PASSAGE PROVIDED:
As the 2024 U.S. election approaches, both Kamala Harris and Donald Trump have proposed policies targeting small businesses. Here’s a look at the potential pros and cons of each candidate’s plan, providing insights on how they might shape the small business landscape.
Kamala Harris’s Small Business Policies
Harris’s approach emphasizes increasing startup support and improving access for new businesses. She proposes raising the startup tax deduction from $5,000 to $50,000 and suggests deferring these deductions until the business reaches profitability, which could allow entrepreneurs to maximize tax savings and ease early-stage financial pressures. Harris has committed to directing one-third of federal contract dollars to small businesses. This plan includes expanding contract access for small businesses in rural and underserved areas, building on the Small Business Administration’s current goal of awarding 23% of prime government contracts to eligible small firms. Additionally, she aims to simplify occupational licensing requirements, which would reduce the regulatory burden on small businesses, especially in highly regulated industries.

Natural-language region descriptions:
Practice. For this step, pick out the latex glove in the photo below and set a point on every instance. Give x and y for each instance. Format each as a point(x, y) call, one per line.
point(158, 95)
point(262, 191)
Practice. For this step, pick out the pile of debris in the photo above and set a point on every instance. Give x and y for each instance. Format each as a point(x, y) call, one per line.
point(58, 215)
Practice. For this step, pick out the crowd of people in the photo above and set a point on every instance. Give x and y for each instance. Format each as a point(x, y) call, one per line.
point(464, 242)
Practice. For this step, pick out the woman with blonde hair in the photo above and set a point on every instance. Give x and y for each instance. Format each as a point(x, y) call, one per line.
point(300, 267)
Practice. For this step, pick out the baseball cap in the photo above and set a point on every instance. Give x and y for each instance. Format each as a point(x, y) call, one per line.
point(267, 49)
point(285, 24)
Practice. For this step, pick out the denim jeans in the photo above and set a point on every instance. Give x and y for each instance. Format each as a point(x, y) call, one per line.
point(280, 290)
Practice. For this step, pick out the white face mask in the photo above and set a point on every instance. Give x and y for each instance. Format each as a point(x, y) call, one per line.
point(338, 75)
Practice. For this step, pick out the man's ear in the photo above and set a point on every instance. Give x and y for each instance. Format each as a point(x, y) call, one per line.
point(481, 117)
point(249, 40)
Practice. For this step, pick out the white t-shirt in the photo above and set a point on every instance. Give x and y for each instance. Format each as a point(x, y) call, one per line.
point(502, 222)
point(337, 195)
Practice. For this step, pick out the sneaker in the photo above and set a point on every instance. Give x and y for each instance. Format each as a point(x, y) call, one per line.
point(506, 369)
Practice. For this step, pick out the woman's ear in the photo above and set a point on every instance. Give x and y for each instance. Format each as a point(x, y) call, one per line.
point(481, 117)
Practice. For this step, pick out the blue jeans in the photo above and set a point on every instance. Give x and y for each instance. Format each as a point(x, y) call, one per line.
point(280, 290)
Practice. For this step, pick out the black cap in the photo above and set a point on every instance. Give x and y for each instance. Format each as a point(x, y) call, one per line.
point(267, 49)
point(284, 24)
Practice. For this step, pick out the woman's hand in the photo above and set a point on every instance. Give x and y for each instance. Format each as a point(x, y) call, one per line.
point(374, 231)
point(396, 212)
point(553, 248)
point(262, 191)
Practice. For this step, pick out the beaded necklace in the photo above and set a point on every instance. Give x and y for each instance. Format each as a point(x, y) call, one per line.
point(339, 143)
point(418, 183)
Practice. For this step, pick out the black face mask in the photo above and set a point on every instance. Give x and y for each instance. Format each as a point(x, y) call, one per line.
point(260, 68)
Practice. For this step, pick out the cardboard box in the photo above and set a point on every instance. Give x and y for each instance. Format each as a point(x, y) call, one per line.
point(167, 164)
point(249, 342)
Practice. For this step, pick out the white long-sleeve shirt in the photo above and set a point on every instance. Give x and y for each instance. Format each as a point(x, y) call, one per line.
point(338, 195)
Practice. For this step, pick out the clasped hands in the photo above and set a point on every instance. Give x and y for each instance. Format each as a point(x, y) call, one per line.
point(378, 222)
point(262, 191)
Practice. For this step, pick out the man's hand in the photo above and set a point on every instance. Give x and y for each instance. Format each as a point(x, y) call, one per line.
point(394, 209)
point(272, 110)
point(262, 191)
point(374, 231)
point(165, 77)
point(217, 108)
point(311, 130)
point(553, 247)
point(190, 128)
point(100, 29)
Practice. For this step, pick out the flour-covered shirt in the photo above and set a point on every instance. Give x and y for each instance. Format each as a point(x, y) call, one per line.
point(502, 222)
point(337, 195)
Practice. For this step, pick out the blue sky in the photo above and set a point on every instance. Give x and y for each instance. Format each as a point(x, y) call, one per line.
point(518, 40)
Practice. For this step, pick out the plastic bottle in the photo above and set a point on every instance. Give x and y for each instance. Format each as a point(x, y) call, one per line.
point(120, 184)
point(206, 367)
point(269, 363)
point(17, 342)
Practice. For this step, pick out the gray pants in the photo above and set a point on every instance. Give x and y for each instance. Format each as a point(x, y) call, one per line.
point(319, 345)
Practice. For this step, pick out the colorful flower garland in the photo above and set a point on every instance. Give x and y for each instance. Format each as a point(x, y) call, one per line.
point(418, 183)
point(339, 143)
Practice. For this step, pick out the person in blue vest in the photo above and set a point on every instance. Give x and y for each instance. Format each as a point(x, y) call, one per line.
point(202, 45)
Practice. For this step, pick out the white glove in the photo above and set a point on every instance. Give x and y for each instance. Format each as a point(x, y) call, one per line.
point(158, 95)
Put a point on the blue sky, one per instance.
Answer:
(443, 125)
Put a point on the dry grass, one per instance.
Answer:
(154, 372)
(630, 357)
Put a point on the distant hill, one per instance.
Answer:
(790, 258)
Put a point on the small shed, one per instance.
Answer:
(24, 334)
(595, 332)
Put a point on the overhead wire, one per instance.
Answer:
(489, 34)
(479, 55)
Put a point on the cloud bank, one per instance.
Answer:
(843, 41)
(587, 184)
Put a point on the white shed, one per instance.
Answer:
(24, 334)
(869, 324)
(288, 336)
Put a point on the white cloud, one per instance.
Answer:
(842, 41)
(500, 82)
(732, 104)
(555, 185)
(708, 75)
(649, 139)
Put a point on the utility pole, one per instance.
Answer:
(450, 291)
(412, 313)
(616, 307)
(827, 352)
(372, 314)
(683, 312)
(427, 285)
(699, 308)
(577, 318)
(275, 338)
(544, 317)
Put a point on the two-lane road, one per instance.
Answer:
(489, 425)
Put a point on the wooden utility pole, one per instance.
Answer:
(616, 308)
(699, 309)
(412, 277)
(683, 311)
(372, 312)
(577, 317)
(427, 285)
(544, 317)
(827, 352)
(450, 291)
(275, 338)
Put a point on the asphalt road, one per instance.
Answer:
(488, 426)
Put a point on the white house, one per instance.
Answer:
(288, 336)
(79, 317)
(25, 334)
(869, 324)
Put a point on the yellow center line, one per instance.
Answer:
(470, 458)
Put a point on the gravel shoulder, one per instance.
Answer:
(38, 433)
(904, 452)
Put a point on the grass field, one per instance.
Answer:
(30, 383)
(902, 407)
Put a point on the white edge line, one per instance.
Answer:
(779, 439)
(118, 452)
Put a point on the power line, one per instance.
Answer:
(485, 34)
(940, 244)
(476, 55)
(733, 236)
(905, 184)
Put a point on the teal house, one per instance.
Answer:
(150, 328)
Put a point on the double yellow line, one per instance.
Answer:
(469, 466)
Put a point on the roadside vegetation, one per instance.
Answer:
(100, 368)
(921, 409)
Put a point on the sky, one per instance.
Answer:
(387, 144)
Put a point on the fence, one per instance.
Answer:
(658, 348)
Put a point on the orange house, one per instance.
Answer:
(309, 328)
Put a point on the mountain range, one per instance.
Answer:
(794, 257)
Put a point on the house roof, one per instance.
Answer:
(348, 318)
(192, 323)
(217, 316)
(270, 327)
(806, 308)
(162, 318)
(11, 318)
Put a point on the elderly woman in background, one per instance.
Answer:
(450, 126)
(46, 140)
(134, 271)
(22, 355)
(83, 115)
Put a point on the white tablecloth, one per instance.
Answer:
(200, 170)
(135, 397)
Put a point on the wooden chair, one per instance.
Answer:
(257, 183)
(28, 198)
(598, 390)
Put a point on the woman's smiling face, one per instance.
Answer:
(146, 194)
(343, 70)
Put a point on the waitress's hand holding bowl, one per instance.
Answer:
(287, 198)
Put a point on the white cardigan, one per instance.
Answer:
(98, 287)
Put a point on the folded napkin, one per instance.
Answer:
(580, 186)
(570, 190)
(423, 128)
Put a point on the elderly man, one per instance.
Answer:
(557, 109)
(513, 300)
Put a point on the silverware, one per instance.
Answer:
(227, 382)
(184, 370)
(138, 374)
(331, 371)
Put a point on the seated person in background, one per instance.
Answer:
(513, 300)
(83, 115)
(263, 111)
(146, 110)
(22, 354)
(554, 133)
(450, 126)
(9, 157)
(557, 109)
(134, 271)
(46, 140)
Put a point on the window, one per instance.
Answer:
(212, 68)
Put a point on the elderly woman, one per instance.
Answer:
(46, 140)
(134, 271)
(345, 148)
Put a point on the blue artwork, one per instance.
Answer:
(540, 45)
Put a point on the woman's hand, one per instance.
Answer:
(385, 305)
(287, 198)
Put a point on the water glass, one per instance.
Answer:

EXERCISE DESCRIPTION:
Answer these questions using the passage on small business policies.
1. Which two candidates does the passage name as having proposed small business policies?
2. What amount does Harris propose for the startup tax deduction?
3. What percentage of prime government contracts is the Small Business Administration's current goal for eligible small firms?

WRITTEN SOLUTION:
1. Kamala Harris and Donald Trump.
2. $50,000, raised from $5,000.
3. 23%.